◆ Aangeleverd fragment ◆

——————

30 september 2007

Flags of our fathers / Letters from Iwo Jima

Regie : Clint Eastwood (2006)

Van 19.02.1945 tot 26.03.1945 woedde er tussen de USA en Japan een zware veldslag op het kleine vulkanische eilandje Iwo Jima, gelegen in de South-Pacific en niet meer dan een onnozel stuk rots maar wel van groot strategisch belang. Na enkele dagen slaagden de US-troepen erin om de heuvel van dit eiland (de Suribachi) te veroveren. Prompt werd er een Amerikaanse vlag op neergeplant. Later op de dag werd de eerste vlag vervangen door een tweede en grotere vlag. Op 23.02.1945 nam fotograaf Joe Rosenthal een kiekje van het plaatsen van deze tweede vlag door een groepje zes soldaten. De foto raakte een gevoelige snaar bij het thuisfront, wakkerde de hoop op overwinning aan en werd meteen enorm populair. Zo populair zelfs dat de soldaten die de vlag plaatsten (of tenminste de drie van hen die de slag om Iwo Jima overleefd hadden), onmiddellijk werden overgevlogen naar de US : de drankzuchtige Indiaan Ira Hayes, de sympathieke dokter John Bradley en de mediageile Rene Gagnon. De oorlogskas was immers zo goed als leeg en de drie mannen worden van de ene receptie naar de andere parade gesleurd om het Amerikaanse volk ervan te overtuigen oorlogsobligaties te kopen. De drie mannen worden tegen wil en dank tot helden uitgeroepen en worden echte celebrities. In het besef echter dat ze in feite slechts de mannen zijn die de reservevlag hebben neergeplant, voelen ze zich niet zeer comfortabel bij deze schijnparade ...

Regisseur Eastwood wist Steven Spielberg ervan te overtuigen om dit project te producen. Spielberg had immers enkele jaren voordien de verfilmingsrechten gekocht op het gelijknamige boek van James Bradley en Ron Powers maar wachtte nog op een geschikt scenario. De vaste Clint-scenarist Paul Haggis bracht de nodige wijzigingen aan aan het oorspronkelijke script van William Broyles Jr. en tijdens een diner na de Oscar-uitreiking in 2004 werd de deal tussen Eastwood en Spielberg beklonken. Met de fotografie in handen van Tom Stern (en met Buddy Van Horn als stunt-coördinator), én met de muziek van de hand van Clint zelve was het gouden team van Million Dollar Baby opnieuw samen.

——————

◆ Opdrachten ◆
- 1) Wie nam volgens de tekst over Iwo Jima op 23.02.1945 de foto van het plaatsen van de tweede vlag?
- 2) Geef voor elke bewering aan of ze klopt met de tekst over Iwo Jima, met ja of nee en de doorslaggevende woorden uit de tekst: (a) de eerste vlag op de heuvel werd later vervangen door een grotere vlag; (b) Paul Haggis schreef het oorspronkelijke script; (c) de muziek van de film is van Tom Stern.
- 3) Pak de tekst over Iwo Jima weer op na de laatste zin en schrijf hem verder.
De regels vormen apart materiaal, los van de tekst over Iwo Jima.

◆ Uittreksel gegevens ◆

——————

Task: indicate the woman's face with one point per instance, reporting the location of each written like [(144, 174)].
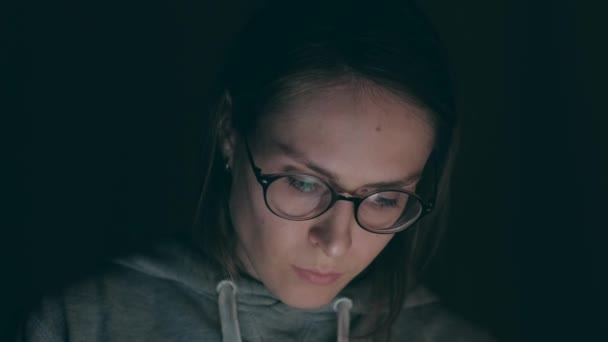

——————

◆ Eindresultaten ◆
- 1) Joe Rosenthal.

- 2)
(a) Ja: "Later op de dag werd de eerste vlag vervangen door een tweede en grotere vlag."
(b) Nee: "Paul Haggis bracht de nodige wijzigingen aan aan het oorspronkelijke script van William Broyles Jr."
(c) Nee: "Met de fotografie in handen van Tom Stern" en "met de muziek van de hand van Clint zelve".

- 3)
De film toont hoe een zoon van één van de vlagplaatsers (namelijk de zoon van John 'Doc' Bradley) op zoek gaat naar de ware toedracht van het oorlogsverleden van zijn vader. Via fictieve interviews met overlevenden van de veldslag wordt aldus via flashbacks een beeld geschets van de keiharde veldslag rond Mount Suribachi en van het eigen leven dat de foto van Rosenthal ging leiden. De veldslag - hoewel die slechts relatief weinig tijd inneemt in de film -wordt prachtig in beeld gebracht. Ik had gelukkig de kans om deze prent op een groot scherm te bekijken. Het opspatten van het zwarte vulkanische zand, het rondfluiten van de kogels, het kermen van de gewonden, de massieve Amerikaanse vloot, ... het is allemaal even indrukwekkend in beeld gebracht als in Saving Private Ryan en in Band of Brothers. De Japanse vijand is anoniem en zit verscholen in bunkers. Er is nauwelijks een Japans gezicht te zien, enkel de loop van een Japans geweer of kanon. De identiteit van de vijand is dan ook van minder belang.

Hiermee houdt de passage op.